◆ **Task directions**: Collect every line in the entries below that contains the word "rice", and copy each one unchanged.

Named object pointing entries
────────────────────────────────────────

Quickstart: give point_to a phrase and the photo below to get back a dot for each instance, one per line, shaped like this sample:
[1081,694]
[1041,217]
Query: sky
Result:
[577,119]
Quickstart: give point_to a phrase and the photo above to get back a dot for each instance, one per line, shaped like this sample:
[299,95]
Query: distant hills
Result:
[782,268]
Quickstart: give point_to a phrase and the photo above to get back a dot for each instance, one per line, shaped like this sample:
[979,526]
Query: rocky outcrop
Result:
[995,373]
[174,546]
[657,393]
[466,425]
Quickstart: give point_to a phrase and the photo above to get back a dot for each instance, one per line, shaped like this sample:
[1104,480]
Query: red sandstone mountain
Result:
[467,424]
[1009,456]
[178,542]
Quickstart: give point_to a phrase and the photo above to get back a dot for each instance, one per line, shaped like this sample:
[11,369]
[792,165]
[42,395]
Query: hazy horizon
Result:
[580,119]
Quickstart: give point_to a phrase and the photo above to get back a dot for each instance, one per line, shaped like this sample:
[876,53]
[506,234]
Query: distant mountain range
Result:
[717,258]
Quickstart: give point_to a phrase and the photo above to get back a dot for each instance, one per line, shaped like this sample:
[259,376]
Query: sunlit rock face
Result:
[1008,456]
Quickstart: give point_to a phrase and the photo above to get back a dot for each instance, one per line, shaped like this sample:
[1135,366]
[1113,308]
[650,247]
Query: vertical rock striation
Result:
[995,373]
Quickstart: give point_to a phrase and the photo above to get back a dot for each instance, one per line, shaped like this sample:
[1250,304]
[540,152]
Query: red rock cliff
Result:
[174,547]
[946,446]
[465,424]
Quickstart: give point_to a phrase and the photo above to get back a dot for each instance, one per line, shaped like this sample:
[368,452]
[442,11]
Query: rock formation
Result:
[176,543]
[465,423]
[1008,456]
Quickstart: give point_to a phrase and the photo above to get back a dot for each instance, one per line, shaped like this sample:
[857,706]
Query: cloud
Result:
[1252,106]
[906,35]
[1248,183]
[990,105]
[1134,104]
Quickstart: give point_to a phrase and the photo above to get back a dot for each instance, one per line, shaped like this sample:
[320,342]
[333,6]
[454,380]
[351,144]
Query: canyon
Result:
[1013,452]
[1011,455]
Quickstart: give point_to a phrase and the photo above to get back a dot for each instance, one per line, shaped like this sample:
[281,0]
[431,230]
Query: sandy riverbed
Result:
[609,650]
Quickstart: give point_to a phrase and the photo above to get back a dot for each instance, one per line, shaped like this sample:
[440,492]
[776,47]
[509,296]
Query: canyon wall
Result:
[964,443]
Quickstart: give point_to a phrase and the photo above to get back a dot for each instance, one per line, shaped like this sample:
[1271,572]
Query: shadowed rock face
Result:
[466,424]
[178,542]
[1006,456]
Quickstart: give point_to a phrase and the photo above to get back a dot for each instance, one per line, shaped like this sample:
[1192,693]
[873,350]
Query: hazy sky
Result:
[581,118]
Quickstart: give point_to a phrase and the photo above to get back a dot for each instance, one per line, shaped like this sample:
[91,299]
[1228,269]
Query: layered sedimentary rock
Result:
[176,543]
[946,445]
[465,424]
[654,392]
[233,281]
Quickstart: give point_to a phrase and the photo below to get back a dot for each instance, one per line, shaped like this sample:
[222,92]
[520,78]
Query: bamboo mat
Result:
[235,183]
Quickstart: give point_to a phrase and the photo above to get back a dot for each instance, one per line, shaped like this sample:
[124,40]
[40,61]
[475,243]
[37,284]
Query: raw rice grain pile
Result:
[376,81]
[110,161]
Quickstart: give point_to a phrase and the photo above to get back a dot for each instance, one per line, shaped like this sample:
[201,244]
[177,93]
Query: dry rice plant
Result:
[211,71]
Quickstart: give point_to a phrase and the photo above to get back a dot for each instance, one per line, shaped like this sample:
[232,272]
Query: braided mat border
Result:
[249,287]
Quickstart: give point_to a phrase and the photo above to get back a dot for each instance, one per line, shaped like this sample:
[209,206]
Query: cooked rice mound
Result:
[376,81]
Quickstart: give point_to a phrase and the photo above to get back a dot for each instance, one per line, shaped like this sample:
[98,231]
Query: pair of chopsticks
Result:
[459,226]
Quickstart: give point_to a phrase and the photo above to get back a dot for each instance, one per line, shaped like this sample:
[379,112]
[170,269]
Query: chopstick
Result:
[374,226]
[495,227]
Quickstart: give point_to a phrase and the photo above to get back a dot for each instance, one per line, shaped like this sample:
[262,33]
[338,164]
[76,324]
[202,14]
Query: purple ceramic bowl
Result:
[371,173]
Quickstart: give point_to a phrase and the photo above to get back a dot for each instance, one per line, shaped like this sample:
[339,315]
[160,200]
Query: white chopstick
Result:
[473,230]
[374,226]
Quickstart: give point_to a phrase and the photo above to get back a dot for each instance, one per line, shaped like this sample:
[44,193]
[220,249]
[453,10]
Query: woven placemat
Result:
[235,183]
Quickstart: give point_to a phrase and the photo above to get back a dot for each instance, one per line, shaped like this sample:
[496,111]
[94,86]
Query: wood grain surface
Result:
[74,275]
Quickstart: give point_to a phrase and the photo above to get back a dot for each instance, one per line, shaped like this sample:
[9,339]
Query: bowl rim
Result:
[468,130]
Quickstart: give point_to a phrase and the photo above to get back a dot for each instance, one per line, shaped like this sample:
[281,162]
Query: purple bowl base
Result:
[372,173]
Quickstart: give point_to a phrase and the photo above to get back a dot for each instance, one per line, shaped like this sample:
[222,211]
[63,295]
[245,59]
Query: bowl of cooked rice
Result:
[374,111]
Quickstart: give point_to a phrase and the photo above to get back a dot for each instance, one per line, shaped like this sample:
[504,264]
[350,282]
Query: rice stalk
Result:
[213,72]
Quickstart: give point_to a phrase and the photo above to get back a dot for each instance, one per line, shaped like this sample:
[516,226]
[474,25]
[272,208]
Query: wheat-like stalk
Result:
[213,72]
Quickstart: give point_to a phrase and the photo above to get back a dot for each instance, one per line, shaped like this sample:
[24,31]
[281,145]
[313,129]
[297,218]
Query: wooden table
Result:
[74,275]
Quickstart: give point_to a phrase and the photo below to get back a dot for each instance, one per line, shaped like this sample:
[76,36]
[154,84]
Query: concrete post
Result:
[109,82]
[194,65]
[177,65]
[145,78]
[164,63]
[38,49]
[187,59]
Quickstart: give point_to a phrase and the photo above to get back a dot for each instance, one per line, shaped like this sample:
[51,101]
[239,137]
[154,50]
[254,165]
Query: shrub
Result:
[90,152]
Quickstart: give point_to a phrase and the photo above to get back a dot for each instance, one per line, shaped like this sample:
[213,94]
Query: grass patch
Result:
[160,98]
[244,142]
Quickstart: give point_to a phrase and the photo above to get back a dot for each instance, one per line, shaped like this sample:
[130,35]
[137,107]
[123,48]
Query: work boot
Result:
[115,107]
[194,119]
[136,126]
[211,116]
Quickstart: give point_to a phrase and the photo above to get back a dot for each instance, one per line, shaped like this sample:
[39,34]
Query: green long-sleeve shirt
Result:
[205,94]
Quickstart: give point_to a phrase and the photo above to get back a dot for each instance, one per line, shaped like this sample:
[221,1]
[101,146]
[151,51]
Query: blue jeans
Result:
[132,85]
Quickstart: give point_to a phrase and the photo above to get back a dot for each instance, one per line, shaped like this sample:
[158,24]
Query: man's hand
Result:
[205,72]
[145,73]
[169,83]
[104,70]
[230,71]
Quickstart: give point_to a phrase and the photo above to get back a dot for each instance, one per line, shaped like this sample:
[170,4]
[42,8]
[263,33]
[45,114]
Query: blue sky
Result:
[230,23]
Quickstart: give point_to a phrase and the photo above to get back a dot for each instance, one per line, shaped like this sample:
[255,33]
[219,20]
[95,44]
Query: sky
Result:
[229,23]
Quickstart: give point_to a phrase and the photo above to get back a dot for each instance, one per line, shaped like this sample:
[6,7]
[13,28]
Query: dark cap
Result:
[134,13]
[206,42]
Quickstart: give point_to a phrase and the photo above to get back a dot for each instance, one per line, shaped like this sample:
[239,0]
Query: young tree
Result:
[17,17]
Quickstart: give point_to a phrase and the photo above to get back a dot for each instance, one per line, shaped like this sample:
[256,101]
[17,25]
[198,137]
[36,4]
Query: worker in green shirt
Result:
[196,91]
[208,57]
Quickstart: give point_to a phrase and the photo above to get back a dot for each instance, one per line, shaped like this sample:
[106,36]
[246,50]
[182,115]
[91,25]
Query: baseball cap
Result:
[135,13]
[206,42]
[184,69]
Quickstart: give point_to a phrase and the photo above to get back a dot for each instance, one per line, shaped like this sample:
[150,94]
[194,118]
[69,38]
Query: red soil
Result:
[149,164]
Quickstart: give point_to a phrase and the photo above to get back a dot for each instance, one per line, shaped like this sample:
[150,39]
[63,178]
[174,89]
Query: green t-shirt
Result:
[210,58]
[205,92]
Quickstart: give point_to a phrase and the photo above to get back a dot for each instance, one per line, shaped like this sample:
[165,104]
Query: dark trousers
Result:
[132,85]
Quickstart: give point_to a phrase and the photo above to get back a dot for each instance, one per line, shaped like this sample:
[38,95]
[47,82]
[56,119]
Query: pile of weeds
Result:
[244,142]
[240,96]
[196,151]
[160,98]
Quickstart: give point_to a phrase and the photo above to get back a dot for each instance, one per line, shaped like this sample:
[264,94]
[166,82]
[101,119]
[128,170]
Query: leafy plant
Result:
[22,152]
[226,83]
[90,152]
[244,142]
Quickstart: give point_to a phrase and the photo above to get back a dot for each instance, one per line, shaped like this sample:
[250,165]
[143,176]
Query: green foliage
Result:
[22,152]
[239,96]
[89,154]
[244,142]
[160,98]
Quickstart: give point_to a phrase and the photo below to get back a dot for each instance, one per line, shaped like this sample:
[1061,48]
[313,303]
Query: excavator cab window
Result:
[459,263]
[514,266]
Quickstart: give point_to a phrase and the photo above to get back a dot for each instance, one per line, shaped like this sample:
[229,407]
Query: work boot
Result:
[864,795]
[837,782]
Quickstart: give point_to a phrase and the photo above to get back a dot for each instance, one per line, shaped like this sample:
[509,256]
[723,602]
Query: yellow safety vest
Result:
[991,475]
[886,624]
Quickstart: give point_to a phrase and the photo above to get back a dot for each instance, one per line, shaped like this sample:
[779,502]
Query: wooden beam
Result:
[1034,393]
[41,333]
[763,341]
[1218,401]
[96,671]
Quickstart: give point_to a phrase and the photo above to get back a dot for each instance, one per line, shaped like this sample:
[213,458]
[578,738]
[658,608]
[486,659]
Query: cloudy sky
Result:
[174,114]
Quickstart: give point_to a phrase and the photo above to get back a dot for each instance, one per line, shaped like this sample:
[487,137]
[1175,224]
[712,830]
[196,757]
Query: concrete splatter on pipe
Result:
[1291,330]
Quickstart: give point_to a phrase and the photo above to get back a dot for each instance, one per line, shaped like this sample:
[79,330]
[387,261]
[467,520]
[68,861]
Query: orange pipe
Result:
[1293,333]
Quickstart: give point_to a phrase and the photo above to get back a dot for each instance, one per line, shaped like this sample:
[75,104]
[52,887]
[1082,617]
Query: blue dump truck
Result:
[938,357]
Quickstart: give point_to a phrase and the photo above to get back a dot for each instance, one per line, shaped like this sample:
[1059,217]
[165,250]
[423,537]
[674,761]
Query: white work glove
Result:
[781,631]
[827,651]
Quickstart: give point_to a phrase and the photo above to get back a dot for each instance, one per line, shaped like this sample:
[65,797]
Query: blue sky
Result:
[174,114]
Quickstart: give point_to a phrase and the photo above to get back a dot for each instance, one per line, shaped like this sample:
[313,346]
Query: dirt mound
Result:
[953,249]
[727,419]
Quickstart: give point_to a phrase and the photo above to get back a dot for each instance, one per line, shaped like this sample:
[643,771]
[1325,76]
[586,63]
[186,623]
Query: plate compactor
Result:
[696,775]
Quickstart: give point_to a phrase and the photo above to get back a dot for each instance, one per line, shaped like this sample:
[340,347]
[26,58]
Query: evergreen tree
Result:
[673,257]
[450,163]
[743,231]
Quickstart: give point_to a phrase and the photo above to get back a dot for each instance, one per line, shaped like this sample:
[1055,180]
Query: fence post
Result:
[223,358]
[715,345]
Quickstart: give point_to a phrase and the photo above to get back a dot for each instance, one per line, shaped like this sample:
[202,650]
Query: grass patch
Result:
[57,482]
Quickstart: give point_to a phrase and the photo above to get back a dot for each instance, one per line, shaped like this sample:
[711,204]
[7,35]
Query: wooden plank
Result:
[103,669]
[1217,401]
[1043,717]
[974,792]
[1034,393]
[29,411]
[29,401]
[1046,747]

────────────────────────────────────────

◆ **Written response**:
Query: raw rice grain pile
Query: dry rice plant
Query: cooked rice mound
Query: bowl of cooked rice
Query: rice stalk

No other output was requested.